▶ **AIM**: Rewrite the listing below with every "a dot per instance" changed to "one point per object" and all other text left unchanged. Leave the pictures out of your output.

▶ **DATA RECORDS**:
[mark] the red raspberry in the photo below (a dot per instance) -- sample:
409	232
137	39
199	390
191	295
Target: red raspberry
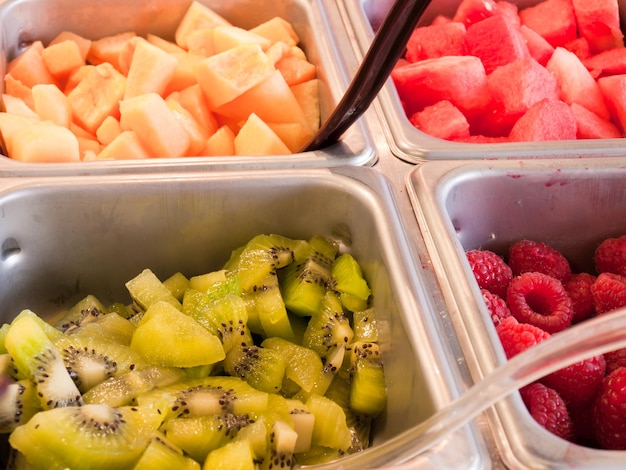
609	292
517	337
496	306
579	290
609	411
528	256
610	256
548	408
540	300
490	271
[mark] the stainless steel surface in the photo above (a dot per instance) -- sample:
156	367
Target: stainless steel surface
414	146
571	204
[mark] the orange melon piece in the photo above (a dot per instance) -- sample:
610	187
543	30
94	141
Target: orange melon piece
150	70
155	124
62	58
52	105
277	29
29	68
108	48
97	96
125	146
221	143
225	76
256	138
197	16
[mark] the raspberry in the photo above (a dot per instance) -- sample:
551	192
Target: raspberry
496	306
610	256
528	256
609	411
517	337
540	300
579	290
609	292
548	408
490	271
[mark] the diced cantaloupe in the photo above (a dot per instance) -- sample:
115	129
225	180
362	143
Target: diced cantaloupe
97	96
151	70
226	75
155	124
52	105
256	138
197	16
29	68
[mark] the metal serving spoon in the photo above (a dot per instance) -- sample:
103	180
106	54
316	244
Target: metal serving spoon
599	335
386	48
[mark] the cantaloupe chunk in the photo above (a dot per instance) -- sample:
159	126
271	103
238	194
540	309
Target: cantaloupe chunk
155	124
52	105
197	16
256	138
150	70
97	96
277	29
226	75
125	146
29	68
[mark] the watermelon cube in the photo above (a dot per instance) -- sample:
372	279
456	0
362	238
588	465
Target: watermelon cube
546	120
429	42
552	19
459	79
576	85
599	23
442	120
496	41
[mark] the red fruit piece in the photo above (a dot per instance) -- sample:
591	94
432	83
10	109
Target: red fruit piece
490	271
530	255
496	41
548	408
579	290
517	337
610	256
609	292
540	300
552	19
609	411
497	307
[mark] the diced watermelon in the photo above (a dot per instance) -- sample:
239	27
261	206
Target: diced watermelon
442	120
576	85
614	90
591	126
429	42
546	120
552	19
472	11
458	79
540	49
496	41
599	23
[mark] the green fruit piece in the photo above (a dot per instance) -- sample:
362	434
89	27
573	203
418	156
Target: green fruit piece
348	280
36	357
123	389
81	313
304	282
330	428
165	336
262	368
146	289
85	437
368	393
236	455
161	453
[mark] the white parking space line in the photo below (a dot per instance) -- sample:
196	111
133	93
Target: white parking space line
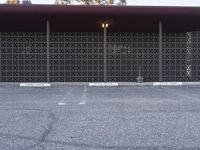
83	99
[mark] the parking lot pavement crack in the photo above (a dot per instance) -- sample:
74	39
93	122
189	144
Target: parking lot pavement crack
40	142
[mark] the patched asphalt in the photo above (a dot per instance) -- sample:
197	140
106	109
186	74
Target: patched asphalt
78	117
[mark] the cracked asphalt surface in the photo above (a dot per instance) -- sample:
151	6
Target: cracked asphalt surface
99	118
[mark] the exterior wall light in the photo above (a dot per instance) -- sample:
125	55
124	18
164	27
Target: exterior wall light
104	25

▶ **EXPECTED ANSWER**:
[mark] the red raspberry in the photo below (one point per object) -- sample:
409	232
137	39
199	390
191	295
Target: red raspberry
609	292
517	337
496	306
579	290
609	411
528	256
610	256
548	408
540	300
490	271
[mark] the stainless steel surface in the photo above (one point per object) -- sample:
156	367
Target: stainless steel surface
414	146
571	204
[mark] the orange melon piece in the photo above (one point per object) -- sample:
610	187
543	30
94	141
Target: orange melon piece
150	70
155	124
62	58
52	105
277	29
29	68
108	48
97	96
125	146
221	143
225	76
256	138
197	16
[mark] the raspberry in the photo above (one point per object) -- sample:
551	192
Target: raspberry
496	306
610	256
528	256
609	411
517	337
540	300
579	290
609	292
548	408
490	271
[mark] the diced cantaloupe in the photo above (one point per object) -- sample:
115	129
225	180
362	143
Target: diced cantaloupe
97	96
151	70
226	75
155	124
52	105
256	138
197	16
29	68
[mark] the metal serving spoon in the photo above (one point per object) -- sample:
103	180
106	54
316	244
Target: metal serving spoon
599	335
386	48
[mark] the cantaloupe chunk in the photo above (one point per object) -- sample:
159	126
271	103
238	194
540	309
Target: cantaloupe chunk
155	124
52	105
197	16
256	138
150	70
97	96
277	29
226	75
125	146
29	68
[mark] the watermelon cube in the photo above (one point per object) -- sample:
372	279
456	0
362	238
588	465
Target: watermelon cube
546	120
429	42
552	19
459	79
576	85
599	23
442	120
496	41
[mark] the red fruit piece in the photo above (one point per object) -- sample:
591	94
432	83
10	109
Target: red fruit piece
490	271
530	255
496	41
548	408
579	290
517	337
610	256
609	292
540	300
552	19
609	411
497	307
[mark] the diced watermelon in the photo above (one point per object) -- sample:
239	27
261	206
Target: diced watermelon
442	120
576	85
614	90
591	126
429	42
546	120
552	19
472	11
458	79
540	49
496	41
599	23
[mark] the green fruit piece in the photo above (one point per object) -- sample:
362	434
89	27
573	203
418	156
Target: green fruit piece
348	280
36	357
123	389
81	313
304	282
330	428
165	336
262	368
146	289
85	437
368	393
236	455
161	453
[mark] the white parking space line in the photo below (one point per object) -- sample:
196	111
133	93
Target: white parking space line
83	99
[mark] the parking lot pavement crack in the photo above (one point per object) -- sample:
74	39
93	122
189	144
Target: parking lot pavement crack
40	142
[mark] the patched asphalt in the photo above (one point per object) -- sample:
197	140
106	109
186	74
Target: patched asphalt
78	117
[mark] the cracked asphalt surface in the photo above (one point per object) -- sample:
151	6
Target: cracked asphalt surface
99	118
[mark] the exterior wall light in the photo above (one point per object) -- sample:
125	55
124	18
164	27
Target: exterior wall light
104	25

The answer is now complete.